__Instructions for the task__:
Would you please repeat all of the data exactly, omitting the pictures?
[Records for processing Boundary: Start]
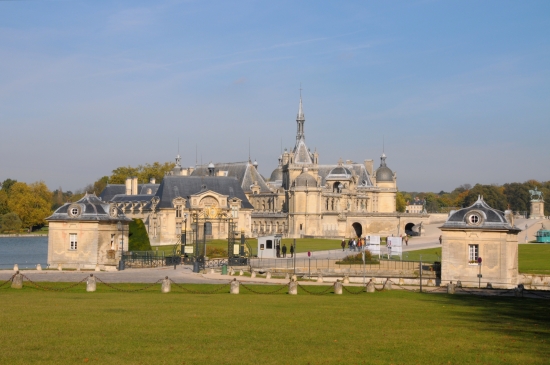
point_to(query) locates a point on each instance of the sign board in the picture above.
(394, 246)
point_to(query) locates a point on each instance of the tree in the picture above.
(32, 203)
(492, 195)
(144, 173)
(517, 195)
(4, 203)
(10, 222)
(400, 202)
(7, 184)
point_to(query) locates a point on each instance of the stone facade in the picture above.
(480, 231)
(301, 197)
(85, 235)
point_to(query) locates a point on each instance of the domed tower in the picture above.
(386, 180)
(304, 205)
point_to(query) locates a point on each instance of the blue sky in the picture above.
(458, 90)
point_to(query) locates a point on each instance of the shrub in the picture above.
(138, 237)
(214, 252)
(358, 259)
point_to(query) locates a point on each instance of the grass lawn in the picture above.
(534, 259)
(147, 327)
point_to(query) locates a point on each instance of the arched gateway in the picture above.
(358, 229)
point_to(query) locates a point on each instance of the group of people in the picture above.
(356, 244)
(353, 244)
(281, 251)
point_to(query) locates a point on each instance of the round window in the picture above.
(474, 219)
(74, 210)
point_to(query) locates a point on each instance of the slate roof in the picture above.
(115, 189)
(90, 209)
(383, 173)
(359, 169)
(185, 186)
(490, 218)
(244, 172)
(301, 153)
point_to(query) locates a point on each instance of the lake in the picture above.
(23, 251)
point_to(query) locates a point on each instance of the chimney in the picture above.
[Records for processing Boundary: End]
__Output below__:
point_to(query) locates a point on each instance of the sign board in the picture above.
(394, 246)
point_to(query) locates a point on each instance of the tree in the picture above.
(32, 203)
(492, 195)
(144, 173)
(517, 195)
(4, 203)
(10, 222)
(400, 202)
(7, 184)
point_to(query) locates a point on each instance of the stone facade in the picture above.
(480, 231)
(301, 197)
(85, 235)
point_to(query) locates a point on each instance of the domed tower in the picture above.
(386, 180)
(304, 205)
point_to(query) locates a point on each instance of the blue sky in the picture above.
(458, 90)
point_to(query) locates a point on each instance of the shrub in the picture above.
(138, 237)
(214, 252)
(358, 259)
point_to(query) locates a point on each instance of the grass lawn in the picture above.
(534, 259)
(147, 327)
point_to(query) locates a point on each instance of the arched gateway in the picture above.
(358, 229)
point_to(query) locates a point on each instance of the group of people in the picture above.
(356, 244)
(353, 244)
(281, 251)
point_to(query) locates a point on each instance of the round window in the picture above.
(474, 219)
(74, 210)
point_to(query) locates a point on each instance of the slate roof in the picture above.
(115, 189)
(90, 209)
(383, 173)
(359, 169)
(185, 186)
(490, 218)
(244, 172)
(301, 153)
point_to(query) locates a point on each instance of the lake in the picture above.
(23, 251)
point_to(query) locates a point on each instance of the chimney in the picture above.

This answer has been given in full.